* _Given information_:
= Beginning of Section =

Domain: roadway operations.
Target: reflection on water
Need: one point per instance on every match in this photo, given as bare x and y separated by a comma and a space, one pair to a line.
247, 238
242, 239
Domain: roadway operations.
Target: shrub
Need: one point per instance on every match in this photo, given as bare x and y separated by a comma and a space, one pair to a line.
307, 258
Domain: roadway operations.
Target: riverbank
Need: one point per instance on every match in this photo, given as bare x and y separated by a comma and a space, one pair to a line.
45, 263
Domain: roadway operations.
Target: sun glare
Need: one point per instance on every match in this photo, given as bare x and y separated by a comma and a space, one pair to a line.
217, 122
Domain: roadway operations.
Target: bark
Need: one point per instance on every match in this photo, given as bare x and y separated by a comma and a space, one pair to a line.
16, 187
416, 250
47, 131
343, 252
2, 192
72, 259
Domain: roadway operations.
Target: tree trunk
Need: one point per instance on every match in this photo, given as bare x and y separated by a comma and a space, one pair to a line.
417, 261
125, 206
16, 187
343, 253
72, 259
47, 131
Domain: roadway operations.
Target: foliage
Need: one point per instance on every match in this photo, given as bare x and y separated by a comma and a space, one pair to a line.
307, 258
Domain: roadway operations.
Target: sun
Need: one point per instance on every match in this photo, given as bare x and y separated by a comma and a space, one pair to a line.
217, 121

= End of Section =
= Beginning of Section =

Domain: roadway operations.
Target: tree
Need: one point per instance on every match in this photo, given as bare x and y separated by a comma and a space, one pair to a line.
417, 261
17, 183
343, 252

= End of Section =
= Beginning of Section =

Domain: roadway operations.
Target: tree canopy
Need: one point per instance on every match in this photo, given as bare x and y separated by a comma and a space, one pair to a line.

= End of Section =

* _Your objective_: Scanning the data above, copy out every line where "Target" is found.

* _Expected output_:
Target: reflection on water
Target: shrub
Target: riverbank
Target: sun glare
Target: bark
Target: tree trunk
Target: foliage
Target: sun
Target: tree
Target: tree canopy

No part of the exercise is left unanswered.